▸ EXTRAIT CHOISI
────
Dans le titre de votre pièce, après les « Idiots » est ajouté entre parenthèses » Irrécupérables »…l’humanité ne peut donc pas s’extirper seule de cette Idiotie selon vous? David Ayala est-il profondément pessimiste à ce sujet? L’humanité au fond peut bien continuer à faire ce qu’il lui plaît et c’est d’ailleurs ce qu’elle a toujours fait sans jamais nous demander notre avis. Quand je fais Scanner ou Les Idiots je ne veux surtout pas donner de leçon (puisque de toute façon elles ne servent à rien), je veux faire passer un sens, une émotion et surtout pas un message. Par contre je peux m’octroyer la liberté de châtier, punir, violenter et ne pas respecter les règles quand bon me semblera, et surtout pas les règles de la bienséance. Etre pessimiste ou optimiste ne veut rien dire pour moi, je réagis plus sur des mots comme désespoir et joie ou force de vie et force de mort.
Comment se concrétise sur le plateau et dans le jeu cette volonté de montrer les » Idiots » d’aujourd’hui? Aborder avec sérieux et légèreté des thèmes philosophiques comme la question du pourquoi l’homme accepte sa » servitude volontaire sans se révolter », c’est un sacré challenge, non?
C’est pour moi l’unique défi, mettre à jour les forces de mort qui nous entourent et nous réduisent et trouver les moyens de les combattre. Les systèmes politique, économique, médiatique et culturel actuel construisent les prisons et les désespoirs des gens. Combattre le sentiment de honte que l’on peut éprouver en regardant ce qui nous entoure est une des formes de colère qui peut donner l’énergie à bâtir un tel projet. Il faudrait vraiment que le public éprouve la honte, la terreur et la pitié d’être devenus de tels idiots. Nettoyer l’ordure et la merde incrustée dans les cerveaux et dénoncer la lâcheté généralisée, c’est ce que nous entendons faire humblement avec Les Idiots. C’est ce qu’a fait d’ailleurs Debord en son temps sans trop de modestie et nous l’en remercions.
Enfin, vous dites que » le texte de Debord oblige le théâtre à « déposer les armes » et qu’il vous a forcé à inventer une nouvelle forme de théâtre où vous y interrogez la place du spectateur: Est-ce à dire que ce dernier pourrait monter sur le plateau, avoir son siège sur la scène….?
────
▸ EXTRAITS DE DONNÉES
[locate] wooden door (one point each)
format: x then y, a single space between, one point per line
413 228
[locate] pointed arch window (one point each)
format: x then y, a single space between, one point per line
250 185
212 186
────
▸ TÂCHE DEMANDÉE 1
Traduisez en anglais cette phrase de l'extrait choisi : « Les systèmes politique, économique, médiatique et culturel actuel construisent les prisons et les désespoirs des gens. »
▸ TÂCHE DEMANDÉE 2
Reproduisez mot pour mot le passage de l'extrait choisi qui s'ouvre sur les mots « C’est pour moi » et se termine par « nous l’en remercions. ».

▸ CORRIGÉ 1
Today's political, economic, media and cultural systems build people's prisons and despair.

▸ CORRIGÉ 2
C’est pour moi l’unique défi, mettre à jour les forces de mort qui nous entourent et nous réduisent et trouver les moyens de les combattre. Les systèmes politique, économique, médiatique et culturel actuel construisent les prisons et les désespoirs des gens. Combattre le sentiment de honte que l’on peut éprouver en regardant ce qui nous entoure est une des formes de colère qui peut donner l’énergie à bâtir un tel projet. Il faudrait vraiment que le public éprouve la honte, la terreur et la pitié d’être devenus de tels idiots. Nettoyer l’ordure et la merde incrustée dans les cerveaux et dénoncer la lâcheté généralisée, c’est ce que nous entendons faire humblement avec Les Idiots. C’est ce qu’a fait d’ailleurs Debord en son temps sans trop de modestie et nous l’en remercions.